──────── Entries shown

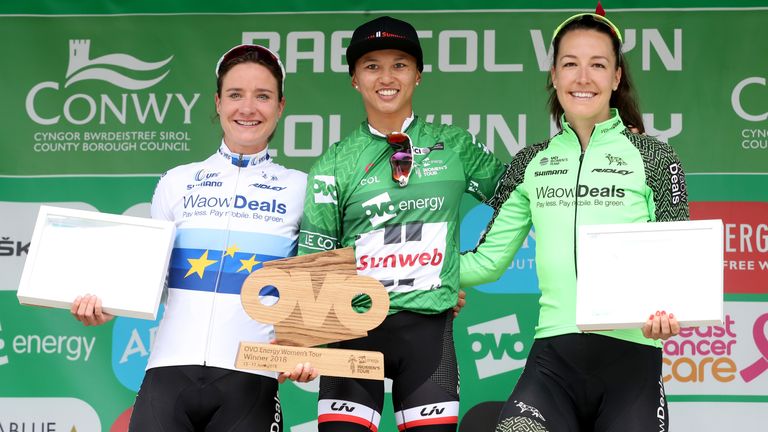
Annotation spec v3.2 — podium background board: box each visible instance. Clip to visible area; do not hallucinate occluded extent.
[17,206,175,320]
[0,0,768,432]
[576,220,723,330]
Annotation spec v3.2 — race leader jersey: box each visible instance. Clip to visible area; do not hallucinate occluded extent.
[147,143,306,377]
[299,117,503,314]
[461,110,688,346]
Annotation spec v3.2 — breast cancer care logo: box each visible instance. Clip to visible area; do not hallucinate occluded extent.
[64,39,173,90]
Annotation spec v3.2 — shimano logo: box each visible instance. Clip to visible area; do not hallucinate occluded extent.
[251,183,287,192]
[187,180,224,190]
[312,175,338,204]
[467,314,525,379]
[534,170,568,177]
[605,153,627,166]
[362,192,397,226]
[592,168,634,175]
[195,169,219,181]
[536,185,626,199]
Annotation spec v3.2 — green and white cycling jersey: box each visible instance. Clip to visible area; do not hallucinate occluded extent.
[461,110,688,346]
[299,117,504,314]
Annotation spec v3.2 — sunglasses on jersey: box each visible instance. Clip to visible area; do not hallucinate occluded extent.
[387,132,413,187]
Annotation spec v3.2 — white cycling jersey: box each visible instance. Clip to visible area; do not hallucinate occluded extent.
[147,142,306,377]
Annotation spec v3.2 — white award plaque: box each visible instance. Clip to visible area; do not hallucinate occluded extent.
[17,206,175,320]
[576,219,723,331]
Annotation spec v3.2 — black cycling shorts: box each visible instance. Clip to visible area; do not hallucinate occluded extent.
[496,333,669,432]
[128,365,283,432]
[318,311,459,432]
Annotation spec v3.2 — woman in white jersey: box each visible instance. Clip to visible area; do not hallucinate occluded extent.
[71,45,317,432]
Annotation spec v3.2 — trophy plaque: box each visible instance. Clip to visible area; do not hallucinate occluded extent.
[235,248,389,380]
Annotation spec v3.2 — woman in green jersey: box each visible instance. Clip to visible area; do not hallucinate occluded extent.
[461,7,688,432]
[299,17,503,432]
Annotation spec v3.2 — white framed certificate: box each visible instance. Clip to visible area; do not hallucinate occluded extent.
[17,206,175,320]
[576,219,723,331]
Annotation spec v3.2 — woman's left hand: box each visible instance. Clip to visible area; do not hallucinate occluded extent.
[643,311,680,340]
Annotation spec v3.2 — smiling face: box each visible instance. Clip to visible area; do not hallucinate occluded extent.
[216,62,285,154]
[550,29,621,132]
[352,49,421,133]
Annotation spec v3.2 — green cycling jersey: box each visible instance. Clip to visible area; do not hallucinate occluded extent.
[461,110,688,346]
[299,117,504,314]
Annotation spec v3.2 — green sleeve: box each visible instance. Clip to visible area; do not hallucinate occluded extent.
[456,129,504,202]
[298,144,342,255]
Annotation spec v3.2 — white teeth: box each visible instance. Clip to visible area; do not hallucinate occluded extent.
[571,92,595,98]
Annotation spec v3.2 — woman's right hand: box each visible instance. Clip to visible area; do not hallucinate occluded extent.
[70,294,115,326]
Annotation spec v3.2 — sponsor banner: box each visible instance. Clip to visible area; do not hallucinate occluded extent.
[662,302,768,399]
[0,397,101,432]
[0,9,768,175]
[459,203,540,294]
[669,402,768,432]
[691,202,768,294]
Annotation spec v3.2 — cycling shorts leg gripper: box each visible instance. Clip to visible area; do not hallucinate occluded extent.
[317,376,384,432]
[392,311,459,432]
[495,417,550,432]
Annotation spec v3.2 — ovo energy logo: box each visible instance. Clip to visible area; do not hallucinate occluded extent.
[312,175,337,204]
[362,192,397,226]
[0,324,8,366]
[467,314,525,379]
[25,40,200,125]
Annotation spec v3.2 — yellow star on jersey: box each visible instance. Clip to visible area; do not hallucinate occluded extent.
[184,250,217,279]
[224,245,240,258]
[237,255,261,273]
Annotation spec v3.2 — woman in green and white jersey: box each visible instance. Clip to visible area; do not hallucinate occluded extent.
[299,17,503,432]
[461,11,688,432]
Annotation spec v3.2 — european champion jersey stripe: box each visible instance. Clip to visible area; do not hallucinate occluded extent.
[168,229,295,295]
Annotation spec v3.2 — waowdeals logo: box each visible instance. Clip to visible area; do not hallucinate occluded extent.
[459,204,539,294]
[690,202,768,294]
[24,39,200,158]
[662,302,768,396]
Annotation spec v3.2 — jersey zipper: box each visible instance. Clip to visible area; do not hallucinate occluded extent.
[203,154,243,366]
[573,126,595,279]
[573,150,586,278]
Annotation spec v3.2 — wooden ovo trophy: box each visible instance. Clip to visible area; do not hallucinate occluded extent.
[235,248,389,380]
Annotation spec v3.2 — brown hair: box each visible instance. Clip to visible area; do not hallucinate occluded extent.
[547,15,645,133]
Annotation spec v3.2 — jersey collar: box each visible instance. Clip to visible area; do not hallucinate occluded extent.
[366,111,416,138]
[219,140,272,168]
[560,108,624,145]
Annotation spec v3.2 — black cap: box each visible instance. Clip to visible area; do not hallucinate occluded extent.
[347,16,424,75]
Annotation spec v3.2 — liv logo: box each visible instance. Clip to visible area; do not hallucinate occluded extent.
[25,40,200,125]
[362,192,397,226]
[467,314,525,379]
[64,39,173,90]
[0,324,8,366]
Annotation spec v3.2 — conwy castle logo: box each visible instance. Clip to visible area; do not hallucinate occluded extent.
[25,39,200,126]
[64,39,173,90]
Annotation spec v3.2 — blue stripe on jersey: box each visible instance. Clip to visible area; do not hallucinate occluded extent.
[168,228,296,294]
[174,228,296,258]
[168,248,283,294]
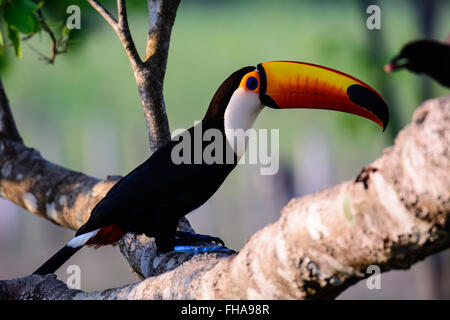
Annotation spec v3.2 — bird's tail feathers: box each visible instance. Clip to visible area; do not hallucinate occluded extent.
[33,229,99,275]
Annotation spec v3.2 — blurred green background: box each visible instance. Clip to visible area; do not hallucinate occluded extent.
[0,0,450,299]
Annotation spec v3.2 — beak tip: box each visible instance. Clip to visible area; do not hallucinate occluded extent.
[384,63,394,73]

────────────────
──────── Entries shown

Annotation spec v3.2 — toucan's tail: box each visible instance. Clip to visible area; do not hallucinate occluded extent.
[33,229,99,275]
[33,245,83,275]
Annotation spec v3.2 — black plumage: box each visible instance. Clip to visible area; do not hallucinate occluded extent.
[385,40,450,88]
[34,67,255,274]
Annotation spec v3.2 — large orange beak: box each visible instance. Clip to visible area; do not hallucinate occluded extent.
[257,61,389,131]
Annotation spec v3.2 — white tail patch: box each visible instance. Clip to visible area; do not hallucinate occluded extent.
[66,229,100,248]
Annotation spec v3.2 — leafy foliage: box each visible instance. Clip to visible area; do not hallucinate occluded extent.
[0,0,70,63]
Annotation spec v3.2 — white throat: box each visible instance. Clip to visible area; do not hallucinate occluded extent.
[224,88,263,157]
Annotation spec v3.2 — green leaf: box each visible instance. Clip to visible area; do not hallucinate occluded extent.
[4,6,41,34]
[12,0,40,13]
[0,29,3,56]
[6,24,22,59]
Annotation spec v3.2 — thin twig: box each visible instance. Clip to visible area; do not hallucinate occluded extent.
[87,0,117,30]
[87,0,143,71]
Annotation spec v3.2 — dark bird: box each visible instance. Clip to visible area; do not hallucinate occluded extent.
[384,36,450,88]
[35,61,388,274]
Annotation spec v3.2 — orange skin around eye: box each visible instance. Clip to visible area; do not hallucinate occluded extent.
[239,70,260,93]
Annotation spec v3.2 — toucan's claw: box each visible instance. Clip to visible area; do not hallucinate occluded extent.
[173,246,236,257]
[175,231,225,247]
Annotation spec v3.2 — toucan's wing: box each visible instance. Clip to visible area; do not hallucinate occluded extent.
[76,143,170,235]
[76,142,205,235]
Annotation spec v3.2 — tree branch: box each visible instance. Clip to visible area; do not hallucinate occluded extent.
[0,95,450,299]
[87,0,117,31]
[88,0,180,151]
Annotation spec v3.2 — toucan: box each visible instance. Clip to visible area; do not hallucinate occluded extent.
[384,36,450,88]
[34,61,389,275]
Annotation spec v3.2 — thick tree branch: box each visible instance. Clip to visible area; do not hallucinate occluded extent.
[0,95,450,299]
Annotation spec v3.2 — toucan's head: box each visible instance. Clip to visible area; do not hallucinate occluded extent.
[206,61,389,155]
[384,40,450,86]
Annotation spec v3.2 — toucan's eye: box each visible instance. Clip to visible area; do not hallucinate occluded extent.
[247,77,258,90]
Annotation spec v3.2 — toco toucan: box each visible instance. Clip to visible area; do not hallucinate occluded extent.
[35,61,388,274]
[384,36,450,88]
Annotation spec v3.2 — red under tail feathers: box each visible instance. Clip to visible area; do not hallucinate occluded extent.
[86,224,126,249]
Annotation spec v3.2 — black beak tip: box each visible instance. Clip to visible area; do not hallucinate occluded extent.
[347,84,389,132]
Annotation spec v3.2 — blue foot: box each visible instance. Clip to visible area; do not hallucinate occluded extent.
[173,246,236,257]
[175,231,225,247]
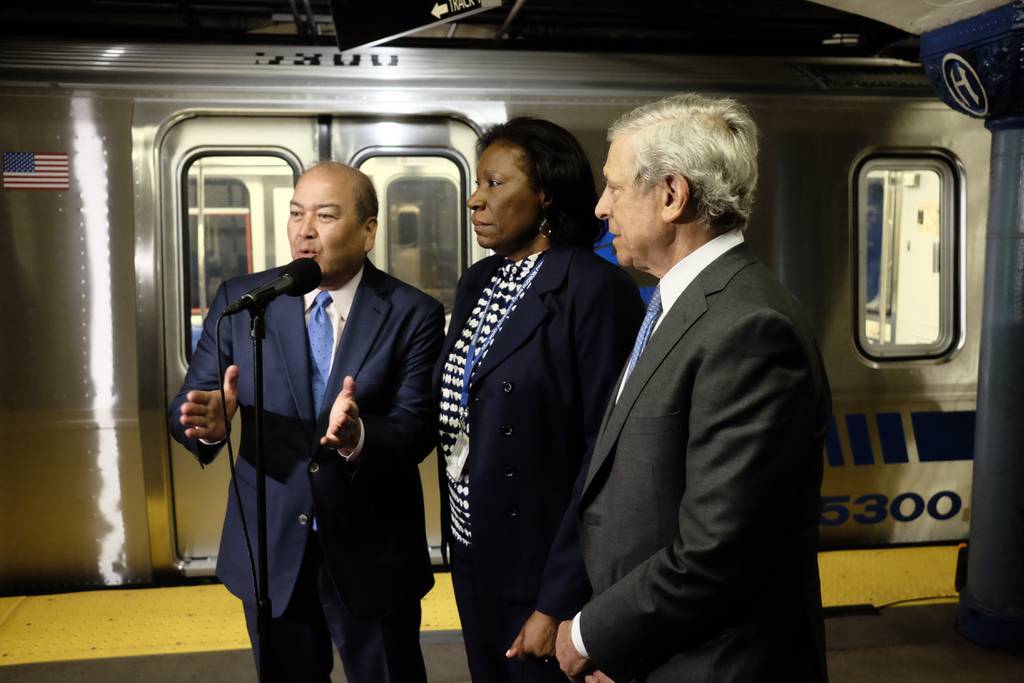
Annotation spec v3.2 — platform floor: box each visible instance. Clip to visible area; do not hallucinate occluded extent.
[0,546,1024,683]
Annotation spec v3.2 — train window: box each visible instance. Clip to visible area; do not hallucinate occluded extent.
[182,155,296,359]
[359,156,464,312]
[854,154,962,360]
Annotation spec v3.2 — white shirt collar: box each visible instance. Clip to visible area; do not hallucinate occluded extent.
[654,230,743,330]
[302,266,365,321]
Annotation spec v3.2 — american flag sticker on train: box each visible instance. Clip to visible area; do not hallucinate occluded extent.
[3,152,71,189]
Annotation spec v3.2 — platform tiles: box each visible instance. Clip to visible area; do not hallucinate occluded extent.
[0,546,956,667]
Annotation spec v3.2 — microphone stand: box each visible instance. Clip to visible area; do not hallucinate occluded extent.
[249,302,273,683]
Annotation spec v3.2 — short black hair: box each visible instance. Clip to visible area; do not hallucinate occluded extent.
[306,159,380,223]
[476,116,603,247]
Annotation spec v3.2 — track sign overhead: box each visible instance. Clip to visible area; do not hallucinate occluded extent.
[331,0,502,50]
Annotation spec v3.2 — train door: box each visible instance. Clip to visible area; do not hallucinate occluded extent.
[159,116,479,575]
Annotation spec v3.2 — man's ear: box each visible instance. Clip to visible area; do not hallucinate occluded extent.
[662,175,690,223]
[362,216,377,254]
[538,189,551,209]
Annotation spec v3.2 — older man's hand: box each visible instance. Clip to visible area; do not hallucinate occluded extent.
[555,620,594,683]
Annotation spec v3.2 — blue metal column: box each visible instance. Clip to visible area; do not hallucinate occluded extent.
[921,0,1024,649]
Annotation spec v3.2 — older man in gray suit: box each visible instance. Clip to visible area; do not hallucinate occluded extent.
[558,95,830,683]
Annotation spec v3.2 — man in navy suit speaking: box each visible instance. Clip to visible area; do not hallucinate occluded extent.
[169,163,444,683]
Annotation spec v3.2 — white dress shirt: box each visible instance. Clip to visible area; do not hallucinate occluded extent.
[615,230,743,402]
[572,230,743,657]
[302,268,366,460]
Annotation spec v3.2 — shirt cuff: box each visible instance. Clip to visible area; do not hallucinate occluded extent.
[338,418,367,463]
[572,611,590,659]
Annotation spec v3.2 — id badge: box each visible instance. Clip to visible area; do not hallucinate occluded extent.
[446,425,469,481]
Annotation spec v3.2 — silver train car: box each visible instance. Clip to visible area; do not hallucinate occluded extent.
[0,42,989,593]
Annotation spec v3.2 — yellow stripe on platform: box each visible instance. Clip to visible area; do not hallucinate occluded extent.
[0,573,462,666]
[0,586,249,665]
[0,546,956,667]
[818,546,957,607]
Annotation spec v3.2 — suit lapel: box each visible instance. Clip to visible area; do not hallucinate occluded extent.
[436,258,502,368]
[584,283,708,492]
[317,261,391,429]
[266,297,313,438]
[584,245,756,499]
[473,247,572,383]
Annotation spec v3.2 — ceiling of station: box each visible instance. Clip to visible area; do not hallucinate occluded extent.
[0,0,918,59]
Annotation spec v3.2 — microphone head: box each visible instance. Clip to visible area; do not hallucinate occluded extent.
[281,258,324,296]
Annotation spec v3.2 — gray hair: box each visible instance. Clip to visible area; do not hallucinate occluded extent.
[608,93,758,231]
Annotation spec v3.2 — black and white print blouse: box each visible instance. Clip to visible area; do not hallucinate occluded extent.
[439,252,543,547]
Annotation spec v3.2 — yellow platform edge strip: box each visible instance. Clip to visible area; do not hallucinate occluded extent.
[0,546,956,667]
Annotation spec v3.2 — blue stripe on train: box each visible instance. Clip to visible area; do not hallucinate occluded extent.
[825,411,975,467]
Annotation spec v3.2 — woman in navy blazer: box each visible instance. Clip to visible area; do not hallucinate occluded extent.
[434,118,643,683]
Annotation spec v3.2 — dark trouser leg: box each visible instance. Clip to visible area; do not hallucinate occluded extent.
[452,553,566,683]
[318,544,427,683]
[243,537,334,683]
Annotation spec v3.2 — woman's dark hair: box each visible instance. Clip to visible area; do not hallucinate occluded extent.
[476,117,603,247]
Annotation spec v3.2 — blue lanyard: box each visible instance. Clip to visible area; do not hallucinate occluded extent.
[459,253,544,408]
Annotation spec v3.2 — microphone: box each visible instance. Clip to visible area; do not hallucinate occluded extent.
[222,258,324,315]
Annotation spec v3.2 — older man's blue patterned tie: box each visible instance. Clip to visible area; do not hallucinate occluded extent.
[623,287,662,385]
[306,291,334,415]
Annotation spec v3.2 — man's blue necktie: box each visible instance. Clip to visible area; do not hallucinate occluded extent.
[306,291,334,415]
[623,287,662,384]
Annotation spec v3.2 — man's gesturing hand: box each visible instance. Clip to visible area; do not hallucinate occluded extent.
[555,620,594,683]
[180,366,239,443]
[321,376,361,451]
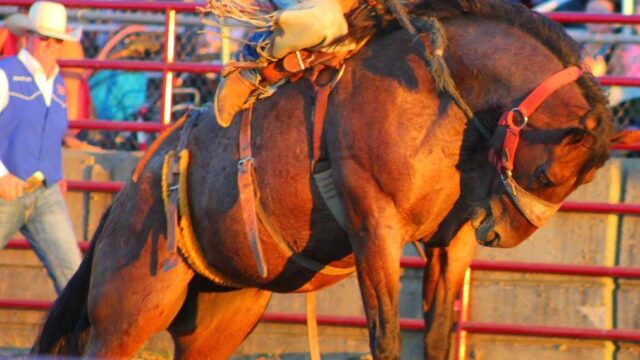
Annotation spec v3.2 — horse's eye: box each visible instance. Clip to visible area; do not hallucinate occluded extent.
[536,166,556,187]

────────────────

:: Aim of the task ::
Reproduce verbatim the part of the listing above that begins with the line containing "Annotation spec v3.2 — podium" and ends with the line containing "[71,45,317,432]", including both of those lines.

:: Written solution ::
Annotation spec v3.2 — podium background board: box each visible instance. Clip to visible area; do not hallucinate occluded extent.
[17,206,175,320]
[0,0,768,432]
[576,220,723,330]
Annotation spec v3.2 — race leader jersey: box each visible instance. Clip to visible area; do not hallucinate occluded extent.
[147,143,306,377]
[299,117,503,314]
[461,110,688,346]
Annotation spec v3.2 — breast cancer care logo: box each visible instance. Clip to visible area; do not hallucinate occluded extent.
[64,39,173,90]
Annotation spec v3.2 — shimano logo: box each visible instance. Clip to visible area; do not hallucinate occluded extent.
[251,183,287,192]
[187,180,224,190]
[312,175,338,204]
[467,314,525,379]
[534,170,568,177]
[605,153,627,166]
[362,192,397,226]
[592,168,634,175]
[195,169,219,181]
[536,185,626,199]
Annotation spec v3.2 — green and white cycling jersey: box each visible instance. Clip to visible area; do not hallucinate occluded extent.
[461,110,688,346]
[299,117,504,314]
Annotation spec v3.2 — sunglasses on jersey: box each visible instance. Clip to visible area; do not hallucinate occluded extent.
[387,132,413,187]
Annotation spec v3.2 — white cycling jersey: box each visible instance. Clip to visible area; do not hallucinate occluded extent.
[147,142,306,377]
Annotation spec v3.2 — white award plaque: box each visible instance. Clip to visible area; do not hallucinate occluded extent.
[17,206,175,320]
[576,219,723,331]
Annotation spec v3.2 — black cycling shorts: box each visible instance. Clip to visible area; do not hallucinate occluded extent.
[496,333,669,432]
[128,365,283,432]
[318,311,459,432]
Annotation spec v3.2 — woman in white jersey: box each visible instance. Clip to visible area; do not hallucinate occluded extent.
[71,45,317,432]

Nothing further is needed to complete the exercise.